**Selected extract:**
========================================

Note that any code that uses [N] should be placed as close to the beginning of your .htaccess file as possible without affecting the operation of other directives or rules; When invoked by the [N] flag, mod_rewrite must re-parse your .htaccess file from the beginning, and re-execute any applicable rules. So, putting the code close to the beginning eliminates wasted CPU effort. If you have a known, small number of characters that need to be replaced, and the code acnnot be placed near to the beginning of the file, it is often more efficient to just duplicate the rules, rather than using the [N] flag.

Jim

grebo444

10:11 am on Jul 14, 2005 (gmt 0)

10+ Year Member



Hi,

I tried removing the final rewriterule, but this stopped it working completely! :-)

To elaborate, we have Resin serving these dynamic pages, running behind Apache. What seems to be happening, is that Apache is correctly rewriting the URL (the logs show this working ok), but Resin is still attempting to process the mangled URL, not the new URL that Apache has rewritten.

========================================

**Work to do:**
• a. Answer these questions from the forum excerpt:
(i) What must mod_rewrite do when invoked by the [N] flag?
(ii) What happened when grebo444 tried removing the final rewriterule?
(iii) What software serves the dynamic pages behind Apache?
• b. Translate this sentence from the forum excerpt into Spanish: "So, putting the code close to the beginning eliminates wasted CPU effort."
• c. Decide whether each statement agrees with the forum excerpt, and quote the words that settle it:
(i) The logs show Apache rewriting the URL correctly.
(ii) Resin processes the new URL that Apache has rewritten.
(iii) Code that uses [N] should go as near the end of the .htaccess file as possible.
The records are separate material and have no connection to the forum excerpt.

**Data excerpts:**
========================================

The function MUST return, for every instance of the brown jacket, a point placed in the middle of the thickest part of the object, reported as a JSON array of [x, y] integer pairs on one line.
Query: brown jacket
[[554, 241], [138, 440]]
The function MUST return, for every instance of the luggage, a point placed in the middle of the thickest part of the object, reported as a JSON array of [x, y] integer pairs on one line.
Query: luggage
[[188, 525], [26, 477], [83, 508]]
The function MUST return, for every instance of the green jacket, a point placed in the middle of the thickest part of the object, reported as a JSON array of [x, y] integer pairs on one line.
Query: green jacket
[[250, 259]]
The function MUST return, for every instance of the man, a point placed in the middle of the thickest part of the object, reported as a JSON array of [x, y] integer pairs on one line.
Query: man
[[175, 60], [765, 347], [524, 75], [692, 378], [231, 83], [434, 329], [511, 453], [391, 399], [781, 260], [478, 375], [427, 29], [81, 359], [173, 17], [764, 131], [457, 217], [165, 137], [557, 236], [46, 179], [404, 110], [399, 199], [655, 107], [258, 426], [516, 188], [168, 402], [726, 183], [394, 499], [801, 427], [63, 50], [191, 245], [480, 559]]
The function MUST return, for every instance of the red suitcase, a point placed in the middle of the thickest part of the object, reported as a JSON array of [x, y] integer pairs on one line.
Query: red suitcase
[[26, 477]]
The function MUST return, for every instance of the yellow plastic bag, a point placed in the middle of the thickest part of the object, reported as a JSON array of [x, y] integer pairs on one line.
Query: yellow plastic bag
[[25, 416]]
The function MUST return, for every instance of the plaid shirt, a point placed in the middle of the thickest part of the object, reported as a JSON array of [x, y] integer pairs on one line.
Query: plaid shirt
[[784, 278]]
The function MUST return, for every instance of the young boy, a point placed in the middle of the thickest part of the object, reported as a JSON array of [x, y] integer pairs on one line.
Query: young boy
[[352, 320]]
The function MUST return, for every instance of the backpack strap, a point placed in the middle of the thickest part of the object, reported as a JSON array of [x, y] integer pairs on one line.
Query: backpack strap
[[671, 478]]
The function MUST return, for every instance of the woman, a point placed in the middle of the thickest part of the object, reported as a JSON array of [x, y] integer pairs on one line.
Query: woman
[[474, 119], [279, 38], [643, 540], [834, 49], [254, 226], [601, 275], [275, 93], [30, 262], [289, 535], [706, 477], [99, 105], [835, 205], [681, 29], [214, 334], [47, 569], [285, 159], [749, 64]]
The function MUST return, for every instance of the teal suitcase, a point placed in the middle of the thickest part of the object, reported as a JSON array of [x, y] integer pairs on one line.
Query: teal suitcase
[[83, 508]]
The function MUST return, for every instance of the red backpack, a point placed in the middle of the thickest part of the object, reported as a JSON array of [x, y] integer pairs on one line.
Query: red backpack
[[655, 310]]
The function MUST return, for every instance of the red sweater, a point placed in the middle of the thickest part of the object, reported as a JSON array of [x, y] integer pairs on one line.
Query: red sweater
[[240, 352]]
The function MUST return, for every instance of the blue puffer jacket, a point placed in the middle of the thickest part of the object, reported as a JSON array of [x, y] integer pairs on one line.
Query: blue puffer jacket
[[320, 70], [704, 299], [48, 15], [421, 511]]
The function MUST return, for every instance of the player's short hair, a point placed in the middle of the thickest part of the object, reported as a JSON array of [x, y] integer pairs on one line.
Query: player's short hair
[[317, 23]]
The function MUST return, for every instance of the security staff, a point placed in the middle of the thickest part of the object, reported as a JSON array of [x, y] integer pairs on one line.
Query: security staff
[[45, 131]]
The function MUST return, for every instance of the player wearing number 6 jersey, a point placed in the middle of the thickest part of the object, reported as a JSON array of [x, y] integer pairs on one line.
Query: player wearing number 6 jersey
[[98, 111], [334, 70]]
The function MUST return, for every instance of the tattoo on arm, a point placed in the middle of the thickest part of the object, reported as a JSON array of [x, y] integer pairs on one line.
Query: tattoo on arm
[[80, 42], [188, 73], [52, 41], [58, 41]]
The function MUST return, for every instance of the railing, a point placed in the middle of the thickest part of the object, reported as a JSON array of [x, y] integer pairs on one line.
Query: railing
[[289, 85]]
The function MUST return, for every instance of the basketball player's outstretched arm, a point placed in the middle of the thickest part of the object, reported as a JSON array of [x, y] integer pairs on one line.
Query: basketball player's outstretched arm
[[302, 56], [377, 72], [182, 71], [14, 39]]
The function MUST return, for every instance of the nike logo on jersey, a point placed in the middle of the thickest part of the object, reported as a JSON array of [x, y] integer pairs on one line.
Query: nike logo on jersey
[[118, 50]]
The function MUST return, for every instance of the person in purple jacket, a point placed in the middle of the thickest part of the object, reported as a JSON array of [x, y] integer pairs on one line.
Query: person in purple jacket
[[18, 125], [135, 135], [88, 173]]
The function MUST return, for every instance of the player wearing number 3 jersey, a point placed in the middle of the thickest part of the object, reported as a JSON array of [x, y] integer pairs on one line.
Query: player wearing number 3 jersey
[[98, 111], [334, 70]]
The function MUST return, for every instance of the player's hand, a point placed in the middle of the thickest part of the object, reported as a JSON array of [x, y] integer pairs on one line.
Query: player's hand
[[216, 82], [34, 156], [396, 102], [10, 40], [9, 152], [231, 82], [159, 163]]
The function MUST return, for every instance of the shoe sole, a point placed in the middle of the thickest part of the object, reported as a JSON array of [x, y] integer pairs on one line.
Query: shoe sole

========================================

**Solutions to the problems:**
• a.
(i) It must re-parse the .htaccess file from the beginning and re-execute any applicable rules.
(ii) It stopped working completely.
(iii) Resin.

• b. Así, colocar el código cerca del principio elimina el esfuerzo de CPU desperdiciado.

• c.
(i) Yes: "Apache is correctly rewriting the URL (the logs show this working ok)"
(ii) No: "Resin is still attempting to process the mangled URL, not the new URL that Apache has rewritten"
(iii) No: "should be placed as close to the beginning of your .htaccess file as possible"